Archived Story

Volunteers speak out about problems with EMS

Published 9:43pm Thursday, January 24, 2013

Maintaining training

Training opportunities have remained limited, according to several volunteers and Commissioner Gage, but Owens said that allegation is false.

“The allegation that there have been lack of training opportunities on Mr. Gage’s part is categorically false,” said Dr. Owens.

To maintain certification first responders are required by the state to participate in 24 hours of continuing education a year. Dr. Owens said Polk County also requires open-book monthly protocol reviews, which she said take 10-15 minutes. County responders are also required to take 16-hours in ITLS (trauma training) and PEPP (pediatric evaluation) certification. She said recertification of these must be maintained through an eight-hour course every three years.

Edwards said training has been one of the biggest issues.

“They’d tell everyone one thing and in a few months they would change it,” he said.

Gregg said he believes the first faltering part of the system’s training program is that many volunteers have been given conflicting information about what training hours they actually need to stay certified.

“I’ve been told in years past that I didn’t have enough training hours, but when I carried in my documentation it showed 320 hours,” Gregg said.

He said finding a time to attend training within your work schedule is also difficult for many volunteers who work full-time jobs. He said the system offered two 12-hour training blocks last year. He said the majority within the system voted to do those blocks on weekends, which didn’t work for everyone. He said he also feels like online training should be accepted through an accredited program.

Dr. Owens said Halford has bent over backwards to schedule training on nights and weekends, as well as setting up individualized training.

Gregg said this year more training options are planned. He said the aim is for monthly training options to be held.

“This year it’s more accommodating than it was in the past,” Gregg said. “We’re trying to move in the right direction but it could be a lot easier.”

※ ※ ※

**REQUIRED ACTION:** Please reproduce the EMS article word for word between "Training opportunities have" and "said Dr. Owens.", inclusive.

※ ※ ※

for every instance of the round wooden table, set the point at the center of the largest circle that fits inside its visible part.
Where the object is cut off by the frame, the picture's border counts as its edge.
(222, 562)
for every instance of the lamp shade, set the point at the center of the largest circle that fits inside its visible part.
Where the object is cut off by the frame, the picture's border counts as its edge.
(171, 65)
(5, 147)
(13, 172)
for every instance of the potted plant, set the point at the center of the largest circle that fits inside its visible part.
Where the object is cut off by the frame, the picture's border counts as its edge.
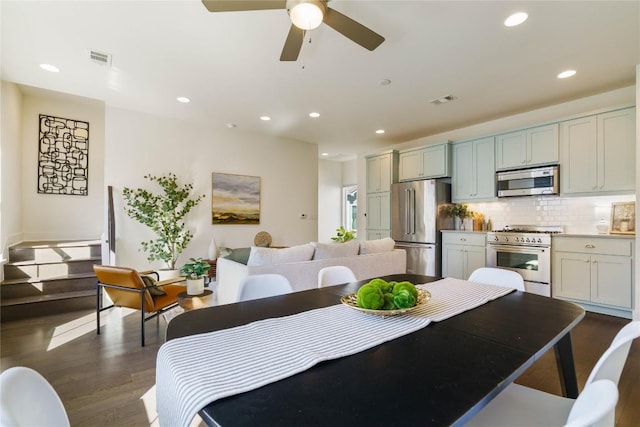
(194, 271)
(164, 214)
(460, 211)
(343, 235)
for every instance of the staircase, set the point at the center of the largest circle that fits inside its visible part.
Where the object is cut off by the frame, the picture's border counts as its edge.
(49, 277)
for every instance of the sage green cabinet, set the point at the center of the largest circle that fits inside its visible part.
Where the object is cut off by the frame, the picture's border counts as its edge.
(528, 147)
(381, 173)
(595, 271)
(462, 253)
(474, 170)
(598, 153)
(429, 162)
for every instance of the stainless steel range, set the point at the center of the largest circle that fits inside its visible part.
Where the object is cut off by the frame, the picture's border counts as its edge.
(525, 249)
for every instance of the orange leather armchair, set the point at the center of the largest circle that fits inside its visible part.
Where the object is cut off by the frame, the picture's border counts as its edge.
(126, 288)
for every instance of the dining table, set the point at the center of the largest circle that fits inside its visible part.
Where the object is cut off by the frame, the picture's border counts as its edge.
(438, 375)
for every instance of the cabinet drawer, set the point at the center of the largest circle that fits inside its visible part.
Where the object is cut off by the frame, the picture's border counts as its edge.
(595, 245)
(472, 239)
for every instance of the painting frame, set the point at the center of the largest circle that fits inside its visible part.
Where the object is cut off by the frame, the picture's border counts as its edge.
(623, 218)
(235, 199)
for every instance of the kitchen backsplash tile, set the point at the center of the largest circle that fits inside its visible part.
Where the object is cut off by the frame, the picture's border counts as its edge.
(578, 215)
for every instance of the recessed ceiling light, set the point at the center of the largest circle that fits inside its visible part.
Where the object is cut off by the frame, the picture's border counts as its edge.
(567, 73)
(516, 19)
(50, 68)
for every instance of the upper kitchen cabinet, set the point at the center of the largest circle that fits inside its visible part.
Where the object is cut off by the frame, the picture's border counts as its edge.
(598, 153)
(474, 170)
(429, 162)
(381, 171)
(527, 147)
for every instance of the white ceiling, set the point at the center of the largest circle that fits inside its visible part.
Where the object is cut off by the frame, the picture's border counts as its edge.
(228, 63)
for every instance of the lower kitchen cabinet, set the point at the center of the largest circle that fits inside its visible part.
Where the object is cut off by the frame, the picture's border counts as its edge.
(596, 272)
(462, 253)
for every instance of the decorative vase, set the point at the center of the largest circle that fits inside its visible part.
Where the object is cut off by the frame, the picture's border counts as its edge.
(213, 249)
(195, 286)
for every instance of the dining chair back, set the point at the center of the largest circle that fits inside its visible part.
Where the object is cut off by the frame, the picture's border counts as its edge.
(521, 406)
(27, 399)
(498, 277)
(612, 361)
(335, 275)
(263, 286)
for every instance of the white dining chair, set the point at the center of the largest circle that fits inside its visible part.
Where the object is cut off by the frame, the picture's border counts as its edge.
(335, 275)
(263, 286)
(27, 399)
(524, 406)
(609, 367)
(498, 277)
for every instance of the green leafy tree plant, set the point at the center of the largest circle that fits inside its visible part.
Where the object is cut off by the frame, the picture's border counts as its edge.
(343, 235)
(163, 214)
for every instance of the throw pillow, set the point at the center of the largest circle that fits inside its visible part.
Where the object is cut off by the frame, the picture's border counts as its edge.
(335, 250)
(268, 256)
(240, 255)
(375, 246)
(150, 284)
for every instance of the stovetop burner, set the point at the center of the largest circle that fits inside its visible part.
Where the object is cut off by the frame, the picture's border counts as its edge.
(549, 229)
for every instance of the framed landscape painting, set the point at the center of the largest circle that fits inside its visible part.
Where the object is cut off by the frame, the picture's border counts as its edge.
(235, 199)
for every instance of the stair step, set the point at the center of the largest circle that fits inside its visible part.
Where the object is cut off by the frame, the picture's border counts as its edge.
(45, 252)
(31, 270)
(47, 297)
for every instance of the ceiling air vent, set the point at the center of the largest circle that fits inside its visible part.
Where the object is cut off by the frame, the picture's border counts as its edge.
(442, 100)
(99, 57)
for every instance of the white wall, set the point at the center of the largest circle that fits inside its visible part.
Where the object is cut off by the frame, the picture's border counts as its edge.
(329, 199)
(10, 175)
(139, 144)
(48, 216)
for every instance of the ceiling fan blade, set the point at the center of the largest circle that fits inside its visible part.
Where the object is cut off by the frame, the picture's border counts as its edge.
(293, 44)
(352, 29)
(240, 5)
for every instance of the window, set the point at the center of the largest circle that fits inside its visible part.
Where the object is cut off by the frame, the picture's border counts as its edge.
(350, 207)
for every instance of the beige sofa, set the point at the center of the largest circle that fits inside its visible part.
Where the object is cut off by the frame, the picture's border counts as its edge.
(301, 264)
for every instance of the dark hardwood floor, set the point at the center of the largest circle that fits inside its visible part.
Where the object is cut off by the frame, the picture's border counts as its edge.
(108, 379)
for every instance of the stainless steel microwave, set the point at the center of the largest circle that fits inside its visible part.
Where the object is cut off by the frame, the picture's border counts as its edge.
(528, 182)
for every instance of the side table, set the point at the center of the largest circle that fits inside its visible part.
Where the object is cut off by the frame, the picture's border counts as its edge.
(194, 302)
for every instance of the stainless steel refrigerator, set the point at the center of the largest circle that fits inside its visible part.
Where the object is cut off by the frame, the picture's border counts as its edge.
(416, 222)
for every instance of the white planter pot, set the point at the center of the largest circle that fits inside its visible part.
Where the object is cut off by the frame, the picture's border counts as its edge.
(195, 286)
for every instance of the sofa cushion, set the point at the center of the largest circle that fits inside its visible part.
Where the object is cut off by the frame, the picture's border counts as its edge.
(268, 256)
(335, 250)
(240, 255)
(375, 246)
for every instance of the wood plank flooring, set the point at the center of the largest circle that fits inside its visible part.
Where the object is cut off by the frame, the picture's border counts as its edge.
(108, 379)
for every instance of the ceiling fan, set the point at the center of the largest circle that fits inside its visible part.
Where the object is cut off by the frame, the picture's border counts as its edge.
(305, 15)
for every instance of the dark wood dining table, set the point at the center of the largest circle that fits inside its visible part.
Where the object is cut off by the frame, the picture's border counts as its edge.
(439, 375)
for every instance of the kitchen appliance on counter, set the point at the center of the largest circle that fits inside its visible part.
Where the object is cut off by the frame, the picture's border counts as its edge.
(525, 249)
(528, 182)
(416, 222)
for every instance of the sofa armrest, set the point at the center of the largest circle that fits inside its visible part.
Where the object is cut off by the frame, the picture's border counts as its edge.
(229, 275)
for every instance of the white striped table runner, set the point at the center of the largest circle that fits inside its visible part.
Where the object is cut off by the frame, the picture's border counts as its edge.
(194, 371)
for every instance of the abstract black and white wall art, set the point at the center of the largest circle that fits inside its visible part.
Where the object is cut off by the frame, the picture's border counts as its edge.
(63, 156)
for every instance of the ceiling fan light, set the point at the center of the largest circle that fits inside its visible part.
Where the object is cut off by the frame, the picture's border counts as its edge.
(307, 15)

※ ※ ※

**SOLUTION:**
Training opportunities have remained limited, according to several volunteers and Commissioner Gage, but Owens said that allegation is false.

“The allegation that there have been lack of training opportunities on Mr. Gage’s part is categorically false,” said Dr. Owens.